- [To do]:
Copy out the rows below word for word, leaving out the pictures.

- [Data in this exercise]:
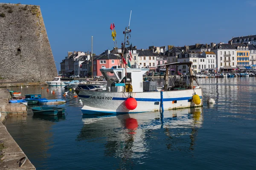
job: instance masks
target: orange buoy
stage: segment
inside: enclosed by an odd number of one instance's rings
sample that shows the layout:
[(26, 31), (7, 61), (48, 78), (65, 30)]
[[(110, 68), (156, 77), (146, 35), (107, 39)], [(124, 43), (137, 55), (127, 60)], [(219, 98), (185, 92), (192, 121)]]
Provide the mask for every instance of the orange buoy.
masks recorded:
[(136, 132), (135, 130), (138, 128), (138, 122), (137, 120), (134, 118), (128, 118), (125, 120), (125, 128), (129, 130), (130, 134), (134, 134)]
[(129, 110), (134, 110), (137, 107), (137, 101), (132, 97), (128, 98), (125, 101), (125, 106)]

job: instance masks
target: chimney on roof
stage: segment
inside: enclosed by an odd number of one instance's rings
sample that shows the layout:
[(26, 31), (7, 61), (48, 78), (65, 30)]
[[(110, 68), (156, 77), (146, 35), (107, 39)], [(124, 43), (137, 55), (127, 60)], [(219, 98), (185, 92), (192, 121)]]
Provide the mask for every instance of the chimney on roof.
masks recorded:
[(228, 43), (232, 45), (232, 40), (229, 41)]

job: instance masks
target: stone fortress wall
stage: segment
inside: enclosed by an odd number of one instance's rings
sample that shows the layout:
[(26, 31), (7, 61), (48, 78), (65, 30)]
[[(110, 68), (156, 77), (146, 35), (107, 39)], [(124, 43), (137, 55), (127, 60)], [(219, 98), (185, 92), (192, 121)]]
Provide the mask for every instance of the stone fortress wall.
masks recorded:
[(0, 83), (57, 76), (40, 6), (0, 3)]

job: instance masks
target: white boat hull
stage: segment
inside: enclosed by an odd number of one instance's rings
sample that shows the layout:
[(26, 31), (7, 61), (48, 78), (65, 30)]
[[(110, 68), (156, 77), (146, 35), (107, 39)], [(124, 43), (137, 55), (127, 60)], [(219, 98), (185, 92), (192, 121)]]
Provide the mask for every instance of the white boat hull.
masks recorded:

- [Output of the exercise]:
job: instance masks
target: orange buoy
stage: segment
inside: enclosed by an odd number of one instance's rings
sample that shows the layout:
[(26, 31), (7, 61), (48, 78), (65, 30)]
[[(110, 68), (156, 77), (146, 35), (107, 39)], [(124, 43), (137, 55), (127, 60)], [(219, 98), (185, 92), (192, 121)]]
Provide the mask for every instance of the orange buoy.
masks recorded:
[(136, 132), (135, 130), (138, 128), (138, 122), (137, 120), (134, 118), (128, 118), (125, 120), (125, 128), (129, 130), (130, 134), (134, 134)]
[(129, 110), (134, 110), (137, 107), (137, 101), (132, 97), (128, 98), (125, 101), (125, 106)]

job: instance masks
target: chimney on roof
stage: segment
inside: enclosed by an odd number of one instance's rings
sample that shows the layout:
[(26, 31), (7, 61), (48, 78), (65, 30)]
[[(110, 68), (156, 77), (146, 35), (107, 39)], [(124, 43), (137, 55), (127, 60)], [(219, 98), (185, 92), (192, 121)]]
Provide the mask for every instance of the chimney on roof.
masks recorded:
[(228, 43), (232, 45), (232, 40), (229, 41)]

job: instance masks
target: stone fortress wall
stage: segment
inside: enclosed by an odd number of one instance's rings
sample that shows the layout:
[(26, 31), (7, 61), (48, 78), (65, 30)]
[[(110, 68), (156, 77), (146, 35), (107, 39)], [(124, 43), (137, 55), (127, 60)], [(219, 98), (185, 92), (192, 121)]]
Provide the mask for every instance of the stone fortress wall.
masks recorded:
[(0, 83), (57, 76), (40, 6), (0, 3)]

job: instance masks
target: white boat hull
stage: segment
inside: enclosed by an odd number of one instance's rings
sample that shows the layout:
[(26, 31), (7, 61), (48, 78), (65, 30)]
[[(110, 68), (156, 77), (146, 35), (107, 39)], [(124, 43), (137, 55), (127, 60)], [(219, 98), (185, 92), (192, 121)]]
Provide the mask for every instance of the white boat hull.
masks recorded:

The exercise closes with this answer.